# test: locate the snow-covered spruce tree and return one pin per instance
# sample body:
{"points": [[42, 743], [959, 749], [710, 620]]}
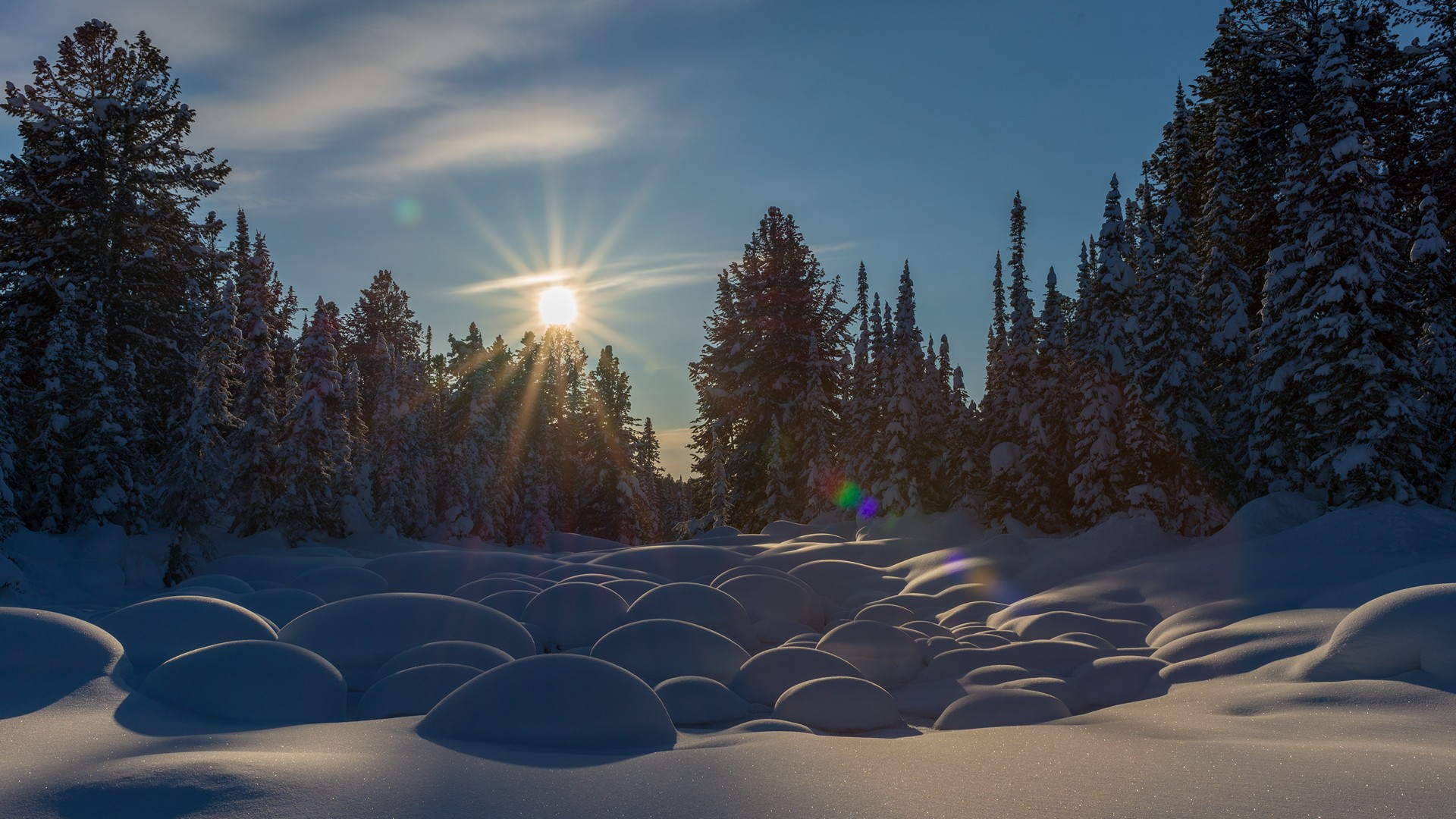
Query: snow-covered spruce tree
{"points": [[1338, 366], [1438, 279], [1100, 475], [253, 445], [382, 312], [777, 324], [1018, 362], [1044, 497], [313, 447], [996, 411], [613, 500], [1225, 297], [199, 472], [397, 453], [899, 449]]}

TASK: Add -105 to every point coordinate in the answers, and write out all the entries above again line by line with their requests. Leave the pictures out.

WRITTEN REPLY:
# test: locate the snow-covered spruce tree and return one pin per instance
# sample body:
{"points": [[42, 743], [959, 749], [710, 620]]}
Query: snow-covered spruce tree
{"points": [[1233, 261], [1333, 174], [995, 370], [148, 340], [277, 207], [672, 219], [913, 257], [939, 392], [208, 342], [891, 306], [508, 395], [1120, 192], [94, 367], [292, 348], [794, 344]]}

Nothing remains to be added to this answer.